*** Text section Section Begins ***

THE efficacy of zidovudine in prolonging the survival of patients with the acquired immunodeficiency syndrome (AIDS) or AIDS-related complex was first reported in 1987.1 Subsequent clinical trials examined the efficacy of zidovudine in early human immunodeficiency virus (HIV) infection but used the development of AIDS, rather than death, as the primary outcome measure.2 , 3 Our own observations in the Multicenter AIDS Cohort Study strongly support the findings that zidovudine slows the progression to AIDS and that prophylaxis against Pneumocystis carinii pneumonia (PCP) also reduces the incidence of PCP among persons taking zidovudine.4

In an observational study of patients with AIDS in Maryland, zidovudine users had a median survival of 690 days, as compared with 280 days for patients who had never used zidovudine.5 In Australia, patients with AIDS who received zidovudine had a median survival of 124 weeks, as compared with 44 weeks for historical controls who never received the drug.6 Although the available experimental1 and observational5 , 6 evidence shows clearly that zidovudine prolongs survival in patients with AIDS, it is not clear whether giving the drug earlier in the course of infection (i.e., before the development of AIDS) prolongs survival in addition to prolonging the time until AIDS develops.2 3 4 Data from the Veterans Affairs Cooperative Zidovudine Study have raised doubts about the efficacy of early zidovudine use in prolonging survival.7 In the Veterans Affairs trial, 338 patients with CD4+ lymphocyte counts of 0.2 to 0.5 cells ×10⁹ per liter (200 to 500 per cubic millimeter) were randomly assigned to early zidovudine therapy (at the beginning of the study) or later treatment (when the CD4+ lymphocyte count fell below 0.2 cells ×l0⁹ per liter). After two years of follow-up, the early-treatment group had significantly fewer AIDS-defining events than the late-treatment group (25 vs. 44, P = 0.02), but no significant differences in numbers of deaths (23 vs. 19).7 The small numbers of outcomes, the use of high-dose treatment regimens (1500 mg per day), and alterations to the protocol during the study suggest that these mortality data may not reflect the true treatment effect in persons taking zidovudine at currently recommended doses (500 mg per day). Nonetheless, further data are urgently needed to elucidate the effect of early therapy on survival in HIV-infected patients. Several clinical trials, including the Concorde trial of zidovudine in Europe8 and the continuation of AIDS Clinical Trials Group protocols 019 and 016 in patients with more than 0.5 CD4+ cells × 10⁹ per liter, may not provide data from controlled trials to address this issue for several years.

*** Text section Section Ends ***
*** The data Section Begins ***

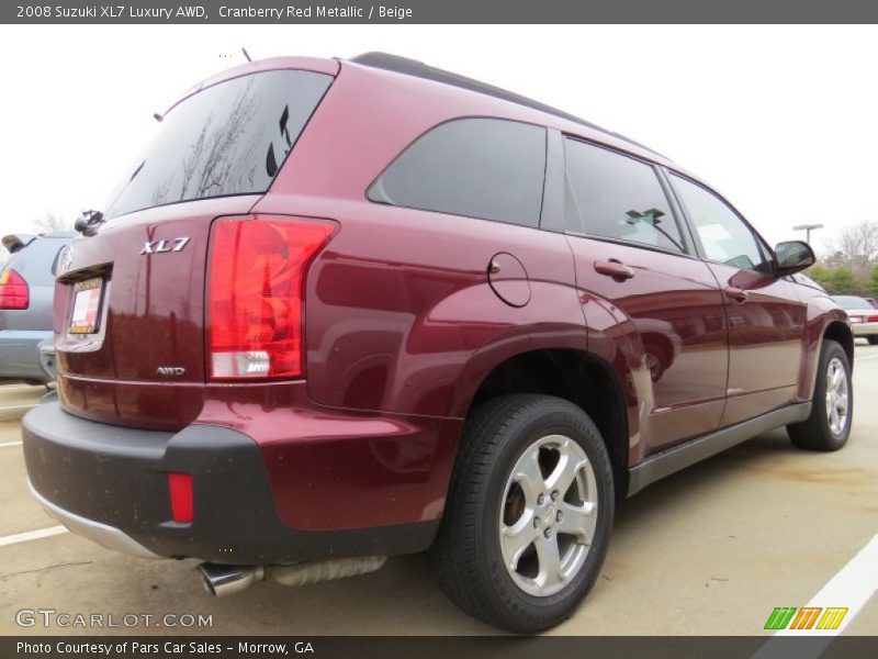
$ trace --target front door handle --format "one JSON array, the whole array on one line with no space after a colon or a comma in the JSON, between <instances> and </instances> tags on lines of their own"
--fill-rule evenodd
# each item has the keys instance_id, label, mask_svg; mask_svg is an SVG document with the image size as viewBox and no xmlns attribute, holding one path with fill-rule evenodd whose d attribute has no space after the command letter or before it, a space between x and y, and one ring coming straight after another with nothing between
<instances>
[{"instance_id":1,"label":"front door handle","mask_svg":"<svg viewBox=\"0 0 878 659\"><path fill-rule=\"evenodd\" d=\"M634 271L622 261L611 258L605 261L595 261L595 271L612 277L617 281L624 281L634 277Z\"/></svg>"},{"instance_id":2,"label":"front door handle","mask_svg":"<svg viewBox=\"0 0 878 659\"><path fill-rule=\"evenodd\" d=\"M741 304L746 302L747 298L750 298L748 292L740 288L735 288L733 286L725 287L724 289L722 289L722 292L725 293L727 298L731 298L732 300L734 300L735 302L740 302Z\"/></svg>"}]
</instances>

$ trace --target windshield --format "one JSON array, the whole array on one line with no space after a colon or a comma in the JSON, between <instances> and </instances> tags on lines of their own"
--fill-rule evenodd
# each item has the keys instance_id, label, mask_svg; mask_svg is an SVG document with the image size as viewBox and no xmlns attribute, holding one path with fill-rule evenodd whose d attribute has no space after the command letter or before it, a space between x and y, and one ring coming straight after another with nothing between
<instances>
[{"instance_id":1,"label":"windshield","mask_svg":"<svg viewBox=\"0 0 878 659\"><path fill-rule=\"evenodd\" d=\"M331 81L312 71L263 71L185 99L164 119L106 216L264 192Z\"/></svg>"},{"instance_id":2,"label":"windshield","mask_svg":"<svg viewBox=\"0 0 878 659\"><path fill-rule=\"evenodd\" d=\"M842 309L871 309L871 304L869 304L867 300L854 295L837 295L833 298L833 300L835 300Z\"/></svg>"}]
</instances>

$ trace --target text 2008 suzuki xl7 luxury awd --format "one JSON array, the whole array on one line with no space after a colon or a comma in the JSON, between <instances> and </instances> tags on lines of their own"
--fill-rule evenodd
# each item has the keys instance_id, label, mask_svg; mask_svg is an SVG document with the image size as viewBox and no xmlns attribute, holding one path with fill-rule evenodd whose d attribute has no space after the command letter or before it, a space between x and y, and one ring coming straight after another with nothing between
<instances>
[{"instance_id":1,"label":"text 2008 suzuki xl7 luxury awd","mask_svg":"<svg viewBox=\"0 0 878 659\"><path fill-rule=\"evenodd\" d=\"M60 259L30 483L216 594L429 549L516 632L592 588L618 496L786 426L835 450L845 313L663 156L412 60L192 89Z\"/></svg>"}]
</instances>

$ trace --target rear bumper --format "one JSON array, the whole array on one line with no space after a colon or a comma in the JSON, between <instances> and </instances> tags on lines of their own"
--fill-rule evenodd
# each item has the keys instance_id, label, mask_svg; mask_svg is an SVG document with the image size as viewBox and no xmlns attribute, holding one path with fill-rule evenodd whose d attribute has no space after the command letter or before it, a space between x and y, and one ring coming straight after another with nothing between
<instances>
[{"instance_id":1,"label":"rear bumper","mask_svg":"<svg viewBox=\"0 0 878 659\"><path fill-rule=\"evenodd\" d=\"M52 336L43 330L0 330L0 378L48 382L40 367L40 342Z\"/></svg>"},{"instance_id":2,"label":"rear bumper","mask_svg":"<svg viewBox=\"0 0 878 659\"><path fill-rule=\"evenodd\" d=\"M238 431L178 433L101 424L48 396L22 420L31 488L70 530L140 557L273 565L426 549L438 522L295 529L279 517L256 443ZM194 517L172 521L168 472L191 473Z\"/></svg>"}]
</instances>

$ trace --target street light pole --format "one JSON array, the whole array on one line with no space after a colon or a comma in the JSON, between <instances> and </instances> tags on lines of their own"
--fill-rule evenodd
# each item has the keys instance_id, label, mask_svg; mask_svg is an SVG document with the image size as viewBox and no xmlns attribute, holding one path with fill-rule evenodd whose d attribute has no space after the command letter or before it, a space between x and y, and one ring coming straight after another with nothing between
<instances>
[{"instance_id":1,"label":"street light pole","mask_svg":"<svg viewBox=\"0 0 878 659\"><path fill-rule=\"evenodd\" d=\"M818 228L823 228L822 224L799 224L792 227L792 231L803 231L804 242L811 244L811 232Z\"/></svg>"}]
</instances>

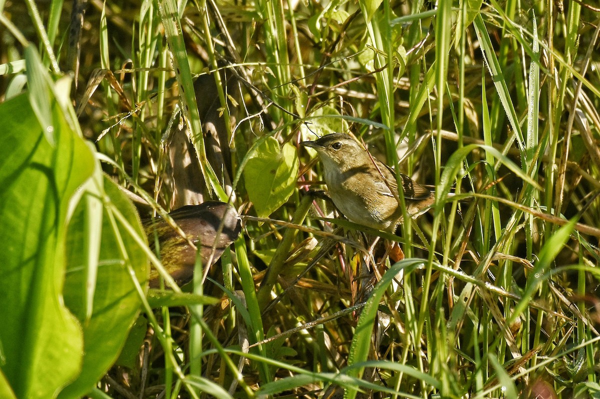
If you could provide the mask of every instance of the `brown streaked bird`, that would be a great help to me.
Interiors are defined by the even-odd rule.
[[[409,215],[433,204],[433,192],[371,156],[347,134],[333,133],[301,144],[319,154],[329,197],[350,222],[394,232],[403,217],[397,173]]]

*** The data Section Ends ***

## [Action item]
Pick up the passage on zidovudine and survival in HIV infection after its final sentence and carry it forward.

## [Reply to the exercise]
To study this question, we carried out an analysis of mortality in the Multicenter AIDS Cohort Study.9 The relative risks of death after 6, 12, 18, and 24 months of follow-up were compared in participants who started zidovudine therapy (with or without PCP prophylaxis) before the development of AIDS and in those who did not start to take zidovudine before AIDS developed. These analyses have the advantage of including a large number of outcome events and a large, well-characterized study population representing the spectrum of HIV infection and disease. Since treatment is not randomly assigned in observational prospective studies, selection bias can confound inferences about treatment effects. Care has been taken to minimize potential effects of selection and participation bias.4

Methods

Study Population

The Multicenter AIDS Cohort Study is a prospective study of the natural history of HIV infection among homosexual and bisexual men in the United States. From April 1984 through March 1985, 4954 homosexual and bisexual men were enrolled in four metropolitan areas — Chicago, Pittsburgh, Los Angeles, and the area including Baltimore and Washington, D.C. Men who had been given a diagnosis of AIDS before the time of enrollment in 1984 and those under 18 years of age were excluded from the study. From April 1987 through December 1990, an additional 587 men were recruited to increase representation from ethnic and racial minority groups; these men were included in the analysis. The participants returned for semiannual follow-up visits, at each of which they completed a study questionnaire, underwent a physical examination, and had blood drawn for hematologic, serologic, and virologic studies. Details of the study design and methods have been described elsewhere.9 , 10 Of the 4954 men enrolled into the study in 1984 and 1985, 1809 (36.5 percent) were seropositive for HIV type 1 (HIV-1) at entry, and 393 (7.9 percent) who were seronegative at entry became HIV-1—seropositive by April 1991 (i.e., they seroconverted within the first seven years of follow-up). Among the 587 later recruits, 353 (60.1 percent) were seropositive at entry, and 13 (2.2 percent) seroconverted by April 1991. HIV-1 seropositivity was determined by enzyme-linked immunosorbent assay and confirmed with Western blot testing. This analysis included all men seropositive for HIV-1 at entry and those who seroconverted before the time of the visit used as a base line in this study and who had not contracted AIDS or died by the time of their sixth study visit (visit 6).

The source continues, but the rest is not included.